Problem to work on: Every record that follows is to be copied exactly, with the pictures omitted.

Records provided section start

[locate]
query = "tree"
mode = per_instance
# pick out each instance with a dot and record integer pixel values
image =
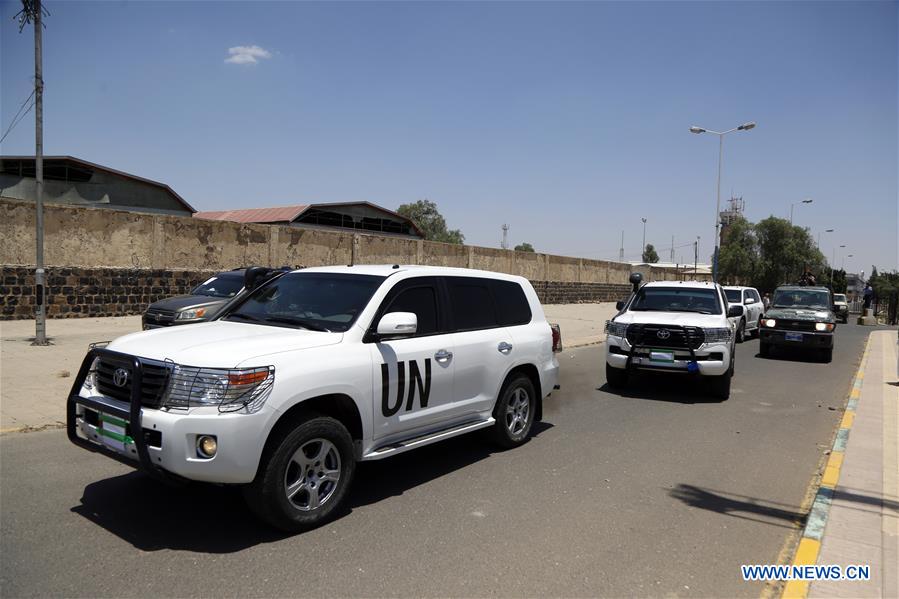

Records provided section end

Written solution:
[locate]
query = "tree"
mode = per_instance
# pick out each instance with a dot and record integer pixel values
image =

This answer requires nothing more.